#### Items

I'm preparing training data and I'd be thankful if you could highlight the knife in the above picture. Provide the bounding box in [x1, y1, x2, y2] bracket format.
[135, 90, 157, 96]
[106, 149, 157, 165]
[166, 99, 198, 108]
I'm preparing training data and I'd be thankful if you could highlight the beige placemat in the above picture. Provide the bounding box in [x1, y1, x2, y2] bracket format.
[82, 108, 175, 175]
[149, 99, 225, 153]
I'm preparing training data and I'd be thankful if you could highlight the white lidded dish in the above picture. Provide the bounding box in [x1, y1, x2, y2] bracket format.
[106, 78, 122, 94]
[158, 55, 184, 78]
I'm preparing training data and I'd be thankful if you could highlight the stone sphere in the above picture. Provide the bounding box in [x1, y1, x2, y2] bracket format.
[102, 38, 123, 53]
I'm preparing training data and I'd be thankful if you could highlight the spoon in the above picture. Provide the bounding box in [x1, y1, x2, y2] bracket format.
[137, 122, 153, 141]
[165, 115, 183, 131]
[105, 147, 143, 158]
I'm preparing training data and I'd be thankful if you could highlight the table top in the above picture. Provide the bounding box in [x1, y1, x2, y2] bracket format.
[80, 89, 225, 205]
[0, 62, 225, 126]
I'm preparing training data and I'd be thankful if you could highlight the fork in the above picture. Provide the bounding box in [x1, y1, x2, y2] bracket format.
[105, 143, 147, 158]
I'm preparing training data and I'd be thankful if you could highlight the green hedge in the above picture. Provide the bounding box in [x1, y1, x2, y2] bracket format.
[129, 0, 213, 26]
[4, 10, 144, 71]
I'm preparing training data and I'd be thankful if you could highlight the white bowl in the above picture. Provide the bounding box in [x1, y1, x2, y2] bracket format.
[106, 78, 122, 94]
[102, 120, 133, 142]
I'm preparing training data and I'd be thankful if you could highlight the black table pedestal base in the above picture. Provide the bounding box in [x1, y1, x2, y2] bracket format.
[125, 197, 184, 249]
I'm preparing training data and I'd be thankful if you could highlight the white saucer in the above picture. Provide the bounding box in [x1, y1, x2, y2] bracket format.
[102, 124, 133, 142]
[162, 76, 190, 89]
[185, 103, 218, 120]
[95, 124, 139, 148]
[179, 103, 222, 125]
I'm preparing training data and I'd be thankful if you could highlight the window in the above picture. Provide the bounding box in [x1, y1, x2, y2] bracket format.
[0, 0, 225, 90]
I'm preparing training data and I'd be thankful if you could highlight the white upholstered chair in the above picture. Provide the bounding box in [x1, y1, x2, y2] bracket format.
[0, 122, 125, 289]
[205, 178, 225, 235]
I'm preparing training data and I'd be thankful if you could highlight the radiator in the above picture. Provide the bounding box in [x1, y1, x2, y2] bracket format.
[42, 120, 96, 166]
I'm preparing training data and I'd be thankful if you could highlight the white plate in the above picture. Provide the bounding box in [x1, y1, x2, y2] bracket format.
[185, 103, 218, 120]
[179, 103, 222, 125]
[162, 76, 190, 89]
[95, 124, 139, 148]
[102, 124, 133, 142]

########

## Short task
Edit the records above by substituting "outline" for every occurrence of "highlight", and reproduce them with everything else left unchanged.

## Reply
I'm preparing training data and I'd be thankful if you could outline the knife in the above picture. Provide the bounding box in [x1, y1, x2, y2] bracket format.
[135, 90, 157, 96]
[106, 149, 157, 165]
[166, 99, 198, 108]
I'm preparing training data and I'd be thankful if you could outline the beige placemat in the above picture. Provide the bounding box in [x1, y1, x2, y2] bracket format.
[82, 108, 175, 175]
[149, 99, 225, 153]
I'm preparing training data and I'd be thankful if you could outline the white lidded dish in the above picture. Provide the bounding box in [x1, y1, x2, y2] bracket format.
[106, 78, 122, 94]
[158, 55, 184, 78]
I'm preparing training data and I'd be thankful if you could outline the stone sphere in the above picture. Provide the bounding box in [x1, y1, x2, y2] bracket format.
[102, 38, 123, 53]
I'm preparing training data and I'd be thankful if you could outline the spoon in the above picture. Provide the bounding box in [x1, y1, x2, y2] bracket format.
[137, 122, 153, 141]
[165, 115, 183, 131]
[105, 147, 143, 158]
I'm preparing training data and I'd be thankful if you could outline the table top in the above picture. Provide the bounding box in [x1, y1, x2, y2] bracket format.
[80, 89, 225, 205]
[0, 62, 225, 126]
I'm preparing training data and I'd be thankful if you could outline the fork in the above picture. Provide the bounding box in [x1, y1, x2, y2] bracket format.
[105, 143, 147, 158]
I'm preparing training data and I'd be thankful if you could outline the green hedge in the above picture. Provide the bounding box in [x1, y1, x2, y2] bracket format.
[129, 0, 213, 26]
[4, 10, 144, 71]
I'm preparing training data and I'd be thankful if you could outline the white bowl in the above picture. Provide the bounding box in [x1, y1, x2, y2] bracket format.
[106, 78, 122, 94]
[102, 120, 133, 142]
I'm preparing training data and I'd be thankful if you could outline the black table pedestal base in the above picture. Provide the bounding box in [x1, y1, x2, y2] bracket format.
[125, 197, 184, 249]
I'm preparing training data and I'd be thankful if you could outline the white saucer in the above picture. Provide the bounding box in [x1, y1, x2, y2] bracket format.
[102, 124, 133, 142]
[162, 76, 190, 89]
[185, 103, 218, 120]
[95, 124, 139, 148]
[179, 103, 222, 125]
I'm preparing training data and I'd be thankful if you could outline the window in the above picture. Provide the bounding box in [x1, y1, x2, y2] bracket format.
[0, 0, 225, 90]
I'm preparing training data and I'd be thankful if you could outline the white upholstered chair in the above picture. Provide the bounding box in [x1, y1, x2, y2] bracket format.
[0, 122, 125, 289]
[205, 178, 225, 235]
I'm preparing training data and I'd be thankful if you could outline the radiator in the above picture. Provide the bounding box in [x1, y1, x2, y2] bracket format.
[42, 120, 96, 166]
I'm preparing training data and I'd be thankful if you could outline the white plate in the above picture. Provide the bounding box in [x1, y1, x2, y2] bracket format.
[185, 103, 218, 120]
[179, 103, 222, 125]
[162, 76, 190, 89]
[95, 124, 139, 148]
[102, 124, 133, 142]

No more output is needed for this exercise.